This means that we will have to combine both tables to answer a query, which blows the possibility of having \(\mathcal{O}(1)\) queries, but at least we will get something better than \(\mathcal{O}(NW)\).

With that in mind, let's get started on the algorithm itself.

\(del\) and \(ins\) are initialized just as before:

$$ del[0][w] = 0 $$

$$ ins[0][w] = 0 $$

The easiest operation is to add an item. Adding an item remains unchanged: we compute the next row by looking at the previous row and filling in every position (and finally increment \(ins_c\)).

// Insert a new item with weight nw and value nv
for (w = 0; w < W+1; w++)
    if (nw <= w)
        ins[ins_c][w] = max(ins[ins_c-1][w], ins[ins_c-1][w-nw]+nv);
        ins[ins_c][w] = ins[ins_c-1][w];
// New row added

Deleting, as I briefly mentioned before, can become slightly more expensive. It depends on the value of \(del_c\). When \(del_c > 1\), then we just have to decrement \(del_c\) - after all, as we saw earlier, the oldest item is always in the last row of \(del\).

Photo box annotations:
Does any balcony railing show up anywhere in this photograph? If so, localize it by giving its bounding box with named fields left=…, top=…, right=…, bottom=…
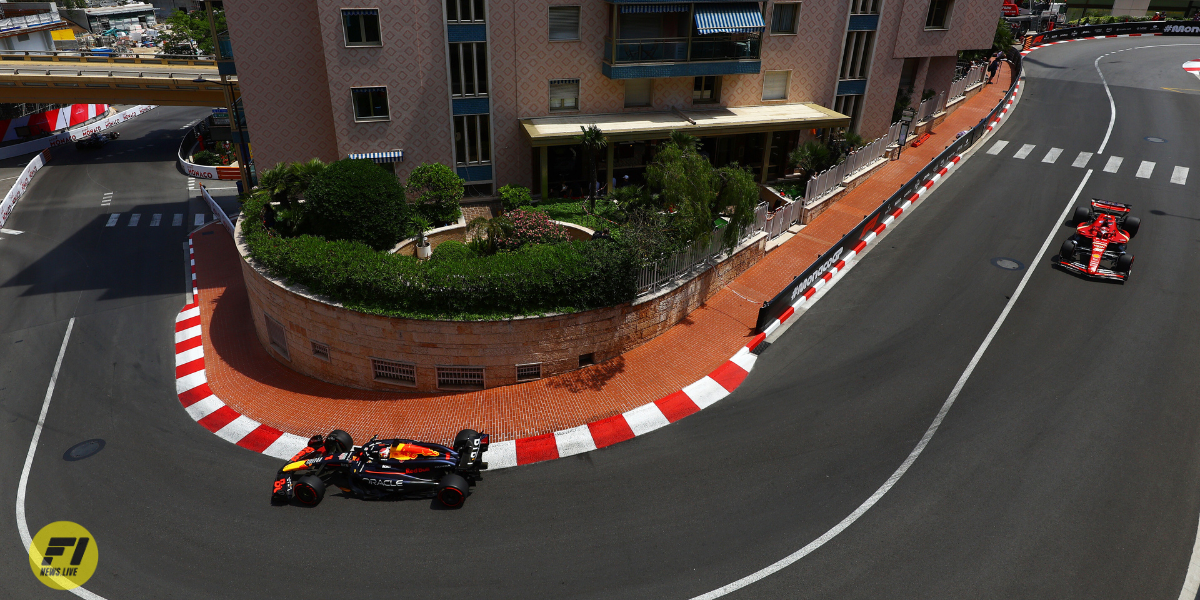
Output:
left=604, top=34, right=762, bottom=65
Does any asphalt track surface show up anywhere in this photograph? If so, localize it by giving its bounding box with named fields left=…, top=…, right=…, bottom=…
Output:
left=0, top=37, right=1200, bottom=600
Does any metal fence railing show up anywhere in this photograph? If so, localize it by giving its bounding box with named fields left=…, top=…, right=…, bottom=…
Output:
left=947, top=65, right=985, bottom=101
left=804, top=129, right=900, bottom=202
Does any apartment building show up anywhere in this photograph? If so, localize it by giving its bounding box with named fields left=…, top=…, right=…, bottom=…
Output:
left=226, top=0, right=1000, bottom=196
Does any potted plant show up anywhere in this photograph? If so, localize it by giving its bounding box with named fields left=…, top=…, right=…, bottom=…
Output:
left=413, top=215, right=433, bottom=260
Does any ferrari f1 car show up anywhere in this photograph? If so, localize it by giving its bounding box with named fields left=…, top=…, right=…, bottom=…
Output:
left=1050, top=198, right=1141, bottom=282
left=271, top=430, right=488, bottom=508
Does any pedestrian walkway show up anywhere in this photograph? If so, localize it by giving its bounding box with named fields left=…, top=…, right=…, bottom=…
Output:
left=192, top=65, right=1009, bottom=442
left=988, top=138, right=1192, bottom=186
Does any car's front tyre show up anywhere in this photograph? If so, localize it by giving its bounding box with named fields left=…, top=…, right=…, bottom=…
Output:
left=292, top=475, right=325, bottom=506
left=438, top=473, right=470, bottom=509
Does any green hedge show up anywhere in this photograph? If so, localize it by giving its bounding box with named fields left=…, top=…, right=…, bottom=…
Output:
left=242, top=194, right=638, bottom=319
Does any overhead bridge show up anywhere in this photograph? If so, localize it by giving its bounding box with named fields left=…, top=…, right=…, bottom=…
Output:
left=0, top=52, right=231, bottom=107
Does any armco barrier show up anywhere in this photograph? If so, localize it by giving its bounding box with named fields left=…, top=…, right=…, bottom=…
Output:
left=178, top=130, right=241, bottom=181
left=200, top=184, right=233, bottom=235
left=749, top=53, right=1021, bottom=333
left=0, top=150, right=50, bottom=227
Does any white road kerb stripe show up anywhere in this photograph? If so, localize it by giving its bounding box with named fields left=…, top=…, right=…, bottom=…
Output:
left=692, top=170, right=1092, bottom=600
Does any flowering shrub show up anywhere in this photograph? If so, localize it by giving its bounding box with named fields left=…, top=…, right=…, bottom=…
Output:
left=496, top=209, right=571, bottom=250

INSTRUCTIONS TO FOLLOW:
Output the text of the knapsack passage, starting at "The easiest operation" and ending at "0; w < W+1; w++)". The data has nothing to do with this exercise.

IN RESPONSE:
The easiest operation is to add an item. Adding an item remains unchanged: we compute the next row by looking at the previous row and filling in every position (and finally increment \(ins_c\)).

// Insert a new item with weight nw and value nv
for (w = 0; w < W+1; w++)